With the images removed, transcribe the listing that follows exactly.

[Start of section]

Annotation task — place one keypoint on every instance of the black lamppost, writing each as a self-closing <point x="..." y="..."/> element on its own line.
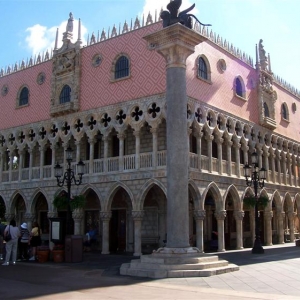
<point x="69" y="178"/>
<point x="257" y="177"/>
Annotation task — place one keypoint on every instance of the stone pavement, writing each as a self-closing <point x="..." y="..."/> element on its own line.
<point x="273" y="275"/>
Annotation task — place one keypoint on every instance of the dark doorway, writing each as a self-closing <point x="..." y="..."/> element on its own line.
<point x="117" y="229"/>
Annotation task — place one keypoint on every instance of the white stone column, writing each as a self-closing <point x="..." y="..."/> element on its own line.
<point x="291" y="216"/>
<point x="42" y="161"/>
<point x="199" y="216"/>
<point x="91" y="161"/>
<point x="162" y="230"/>
<point x="30" y="163"/>
<point x="121" y="137"/>
<point x="155" y="147"/>
<point x="268" y="215"/>
<point x="78" y="215"/>
<point x="239" y="215"/>
<point x="280" y="218"/>
<point x="279" y="168"/>
<point x="21" y="159"/>
<point x="289" y="165"/>
<point x="229" y="164"/>
<point x="220" y="216"/>
<point x="137" y="219"/>
<point x="105" y="154"/>
<point x="53" y="162"/>
<point x="284" y="160"/>
<point x="199" y="135"/>
<point x="11" y="161"/>
<point x="105" y="217"/>
<point x="237" y="159"/>
<point x="136" y="133"/>
<point x="219" y="142"/>
<point x="175" y="43"/>
<point x="78" y="158"/>
<point x="1" y="164"/>
<point x="209" y="139"/>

[End of section]

=== Task result ===
Annotation task — place one keypoint on every instance of the black lamppost, writing each as a self-closing <point x="..." y="..."/> element on its own line.
<point x="69" y="178"/>
<point x="257" y="177"/>
Annotation task — place one keypoint on every instance of the stone pavement, writing each as a self-closing <point x="..." y="..."/> element on its own line.
<point x="273" y="275"/>
Annotation task — place one keypoint on every instance of the dark doorway, writing each as a self-closing <point x="..." y="..."/> element on its own line.
<point x="117" y="229"/>
Annotation task — place one keypoint on every instance of the white stone column, writing each as a self-closing <point x="..." y="..."/> element on its own line.
<point x="291" y="216"/>
<point x="42" y="161"/>
<point x="199" y="216"/>
<point x="91" y="161"/>
<point x="162" y="230"/>
<point x="30" y="163"/>
<point x="121" y="137"/>
<point x="155" y="147"/>
<point x="268" y="215"/>
<point x="78" y="215"/>
<point x="239" y="215"/>
<point x="280" y="218"/>
<point x="279" y="168"/>
<point x="21" y="159"/>
<point x="289" y="165"/>
<point x="229" y="164"/>
<point x="220" y="216"/>
<point x="137" y="219"/>
<point x="105" y="154"/>
<point x="53" y="162"/>
<point x="284" y="160"/>
<point x="199" y="135"/>
<point x="11" y="161"/>
<point x="105" y="217"/>
<point x="237" y="159"/>
<point x="136" y="133"/>
<point x="219" y="142"/>
<point x="175" y="43"/>
<point x="78" y="158"/>
<point x="1" y="164"/>
<point x="209" y="139"/>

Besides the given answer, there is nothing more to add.